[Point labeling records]
|---|
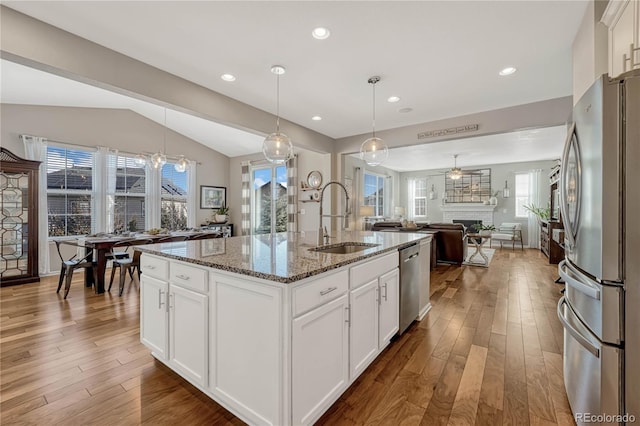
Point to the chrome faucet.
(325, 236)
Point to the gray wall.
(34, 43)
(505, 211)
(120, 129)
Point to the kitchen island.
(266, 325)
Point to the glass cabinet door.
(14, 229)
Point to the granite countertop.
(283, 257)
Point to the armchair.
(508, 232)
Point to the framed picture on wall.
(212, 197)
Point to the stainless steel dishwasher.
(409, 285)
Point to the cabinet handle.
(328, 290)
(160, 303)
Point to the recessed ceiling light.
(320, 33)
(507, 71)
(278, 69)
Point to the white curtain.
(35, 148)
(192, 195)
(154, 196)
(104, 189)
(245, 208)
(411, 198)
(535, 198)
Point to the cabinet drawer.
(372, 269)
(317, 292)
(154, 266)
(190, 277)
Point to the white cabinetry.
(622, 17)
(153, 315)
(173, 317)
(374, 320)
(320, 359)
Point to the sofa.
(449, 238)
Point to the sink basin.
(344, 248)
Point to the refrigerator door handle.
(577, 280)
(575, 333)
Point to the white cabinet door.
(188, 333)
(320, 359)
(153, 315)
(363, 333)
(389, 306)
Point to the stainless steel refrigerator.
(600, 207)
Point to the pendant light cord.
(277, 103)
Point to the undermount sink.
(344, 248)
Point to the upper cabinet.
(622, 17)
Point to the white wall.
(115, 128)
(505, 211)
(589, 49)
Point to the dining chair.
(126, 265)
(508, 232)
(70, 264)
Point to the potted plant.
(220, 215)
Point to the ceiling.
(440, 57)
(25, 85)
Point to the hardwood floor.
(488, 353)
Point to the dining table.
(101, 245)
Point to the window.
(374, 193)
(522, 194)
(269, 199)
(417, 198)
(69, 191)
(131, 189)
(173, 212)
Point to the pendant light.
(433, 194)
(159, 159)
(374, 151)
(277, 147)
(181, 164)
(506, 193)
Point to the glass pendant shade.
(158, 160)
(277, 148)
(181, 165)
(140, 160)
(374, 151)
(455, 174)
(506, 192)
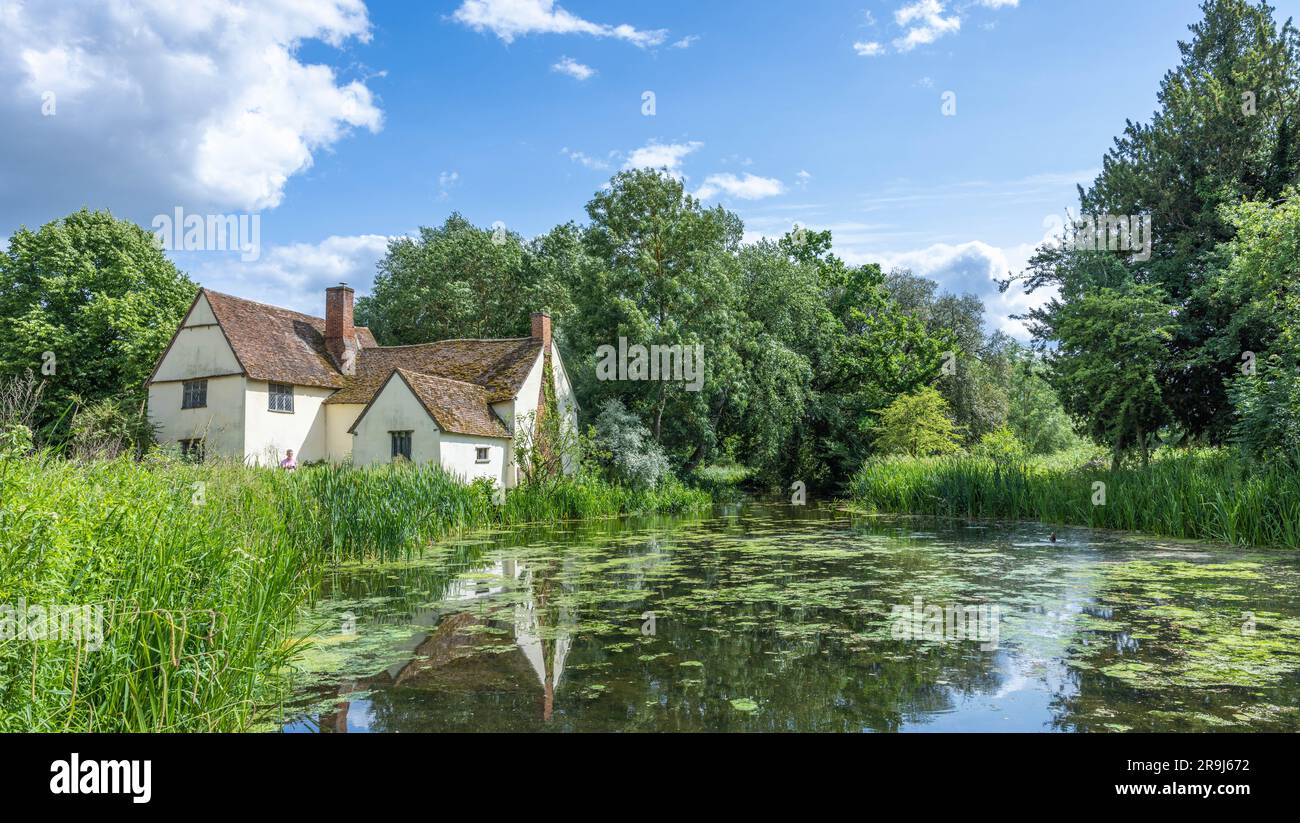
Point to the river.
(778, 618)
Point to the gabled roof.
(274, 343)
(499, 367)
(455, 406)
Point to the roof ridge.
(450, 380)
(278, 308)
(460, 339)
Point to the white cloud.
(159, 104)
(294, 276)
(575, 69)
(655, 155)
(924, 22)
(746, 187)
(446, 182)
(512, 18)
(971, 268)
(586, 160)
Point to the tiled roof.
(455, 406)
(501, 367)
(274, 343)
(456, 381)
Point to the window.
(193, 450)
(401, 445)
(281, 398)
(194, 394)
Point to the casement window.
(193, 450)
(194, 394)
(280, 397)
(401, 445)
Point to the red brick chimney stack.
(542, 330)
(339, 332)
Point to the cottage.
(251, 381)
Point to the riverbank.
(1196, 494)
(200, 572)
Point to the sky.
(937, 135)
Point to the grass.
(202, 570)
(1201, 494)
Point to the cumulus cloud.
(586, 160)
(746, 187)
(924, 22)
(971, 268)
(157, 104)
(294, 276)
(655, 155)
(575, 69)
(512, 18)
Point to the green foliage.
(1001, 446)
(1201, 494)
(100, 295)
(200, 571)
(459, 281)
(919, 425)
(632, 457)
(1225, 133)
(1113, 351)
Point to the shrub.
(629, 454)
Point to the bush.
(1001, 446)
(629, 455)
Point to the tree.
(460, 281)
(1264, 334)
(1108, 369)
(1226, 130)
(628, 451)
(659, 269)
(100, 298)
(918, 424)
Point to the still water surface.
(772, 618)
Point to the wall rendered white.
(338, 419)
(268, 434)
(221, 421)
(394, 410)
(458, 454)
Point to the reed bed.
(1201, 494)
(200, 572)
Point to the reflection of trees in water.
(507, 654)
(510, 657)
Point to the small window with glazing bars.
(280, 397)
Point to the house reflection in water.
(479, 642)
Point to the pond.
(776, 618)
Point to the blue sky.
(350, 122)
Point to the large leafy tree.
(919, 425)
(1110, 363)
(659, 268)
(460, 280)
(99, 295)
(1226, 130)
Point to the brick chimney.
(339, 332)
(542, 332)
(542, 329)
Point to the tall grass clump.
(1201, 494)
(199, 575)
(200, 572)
|---|
Please output the lines from the one containing "Point to the riverbank." through the end of the records as a Markdown table with the columns No. and Line. Number each row and leave out blank lines.

» **Final answer**:
| No. | Line |
|---|---|
| 1 | Point to the riverbank. |
| 2 | (1196, 494) |
| 3 | (200, 572) |
| 4 | Point to the sky. |
| 5 | (937, 135) |
| 6 | Point to the grass. |
| 7 | (202, 570) |
| 8 | (1201, 494) |
| 9 | Point to the cumulus cloud. |
| 10 | (586, 160) |
| 11 | (746, 187) |
| 12 | (924, 22) |
| 13 | (971, 268) |
| 14 | (157, 104) |
| 15 | (294, 276) |
| 16 | (655, 155) |
| 17 | (575, 69) |
| 18 | (512, 18) |
| 19 | Point to the green foliage. |
| 20 | (1001, 446) |
| 21 | (1201, 494) |
| 22 | (100, 295) |
| 23 | (200, 571) |
| 24 | (459, 281) |
| 25 | (919, 425) |
| 26 | (632, 457) |
| 27 | (1225, 133) |
| 28 | (1113, 351) |
| 29 | Point to the shrub. |
| 30 | (629, 454) |
| 31 | Point to the bush. |
| 32 | (1001, 446) |
| 33 | (629, 455) |
| 34 | Point to the tree. |
| 35 | (460, 281) |
| 36 | (1264, 334) |
| 37 | (1108, 369) |
| 38 | (1226, 130) |
| 39 | (628, 451) |
| 40 | (659, 269) |
| 41 | (100, 298) |
| 42 | (918, 424) |
| 43 | Point to the still water surface. |
| 44 | (772, 618) |
| 45 | Point to the wall rendered white. |
| 46 | (338, 419) |
| 47 | (268, 434) |
| 48 | (221, 421) |
| 49 | (394, 410) |
| 50 | (458, 454) |
| 51 | Point to the reed bed. |
| 52 | (1201, 494) |
| 53 | (200, 572) |
| 54 | Point to the reflection of trees in water. |
| 55 | (507, 654) |
| 56 | (510, 657) |
| 57 | Point to the small window with glazing bars. |
| 58 | (280, 397) |
| 59 | Point to the house reflection in water. |
| 60 | (479, 642) |
| 61 | Point to the pond. |
| 62 | (776, 618) |
| 63 | Point to the blue sky. |
| 64 | (350, 122) |
| 65 | Point to the large leafy tree. |
| 66 | (919, 425) |
| 67 | (1110, 363) |
| 68 | (659, 268) |
| 69 | (460, 280) |
| 70 | (99, 295) |
| 71 | (1226, 130) |
| 72 | Point to the brick chimney. |
| 73 | (339, 332) |
| 74 | (542, 332) |
| 75 | (542, 329) |
| 76 | Point to the tall grass clump. |
| 77 | (1201, 494) |
| 78 | (199, 575) |
| 79 | (200, 572) |